**YOUR OBJECTIVE:** Give back exactly the lines of the material below, starting with the line with "TARGET: wooded hillside" and going on through the line with "TARGET: dense vegetation".
_ _ _ _
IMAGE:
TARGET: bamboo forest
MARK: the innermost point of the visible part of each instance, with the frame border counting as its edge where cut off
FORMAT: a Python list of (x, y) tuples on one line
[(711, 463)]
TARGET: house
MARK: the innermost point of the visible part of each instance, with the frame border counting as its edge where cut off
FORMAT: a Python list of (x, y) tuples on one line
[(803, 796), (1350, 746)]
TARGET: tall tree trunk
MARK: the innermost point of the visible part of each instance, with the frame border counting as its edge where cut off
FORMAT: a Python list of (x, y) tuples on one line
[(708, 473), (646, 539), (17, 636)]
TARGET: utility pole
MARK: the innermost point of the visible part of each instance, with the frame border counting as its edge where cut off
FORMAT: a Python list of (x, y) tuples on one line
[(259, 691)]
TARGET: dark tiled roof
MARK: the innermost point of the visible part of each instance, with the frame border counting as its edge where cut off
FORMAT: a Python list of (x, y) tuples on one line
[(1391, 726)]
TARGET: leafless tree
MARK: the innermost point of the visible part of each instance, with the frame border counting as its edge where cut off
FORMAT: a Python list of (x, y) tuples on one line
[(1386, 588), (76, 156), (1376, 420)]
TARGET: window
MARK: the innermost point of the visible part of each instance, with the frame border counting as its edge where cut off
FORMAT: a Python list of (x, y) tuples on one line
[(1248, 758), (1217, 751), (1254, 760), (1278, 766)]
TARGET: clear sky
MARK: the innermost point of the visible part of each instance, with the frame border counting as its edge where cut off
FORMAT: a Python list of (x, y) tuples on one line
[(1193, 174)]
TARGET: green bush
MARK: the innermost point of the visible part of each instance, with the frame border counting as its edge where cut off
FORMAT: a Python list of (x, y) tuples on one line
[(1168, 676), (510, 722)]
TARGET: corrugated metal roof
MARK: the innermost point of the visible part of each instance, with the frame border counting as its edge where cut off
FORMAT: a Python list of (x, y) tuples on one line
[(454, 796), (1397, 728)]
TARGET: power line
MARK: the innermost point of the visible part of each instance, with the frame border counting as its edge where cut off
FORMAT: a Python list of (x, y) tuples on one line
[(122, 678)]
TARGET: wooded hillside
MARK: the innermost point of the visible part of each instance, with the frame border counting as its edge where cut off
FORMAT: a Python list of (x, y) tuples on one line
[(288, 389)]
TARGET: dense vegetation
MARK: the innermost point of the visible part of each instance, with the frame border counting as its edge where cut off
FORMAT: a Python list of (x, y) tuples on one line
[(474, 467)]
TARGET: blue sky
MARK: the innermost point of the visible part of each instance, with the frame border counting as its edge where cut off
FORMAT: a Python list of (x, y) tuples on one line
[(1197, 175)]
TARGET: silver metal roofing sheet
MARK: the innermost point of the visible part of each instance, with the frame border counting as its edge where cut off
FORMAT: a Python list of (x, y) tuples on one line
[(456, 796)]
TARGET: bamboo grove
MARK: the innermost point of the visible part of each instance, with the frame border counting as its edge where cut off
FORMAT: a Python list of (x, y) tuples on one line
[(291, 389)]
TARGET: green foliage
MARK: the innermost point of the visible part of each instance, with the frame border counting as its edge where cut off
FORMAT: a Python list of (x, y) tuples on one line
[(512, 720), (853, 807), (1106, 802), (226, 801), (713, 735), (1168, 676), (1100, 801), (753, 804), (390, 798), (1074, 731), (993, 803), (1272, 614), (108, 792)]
_ _ _ _
**ANSWER FOR THIS EXERCISE:**
TARGET: wooded hillside
MARK: the innermost point of the visible part of each instance, with the frame border counting as its edge where cut off
FORMAT: a Python list of (x, y) tuples on one line
[(288, 389)]
TARGET: dense vegetation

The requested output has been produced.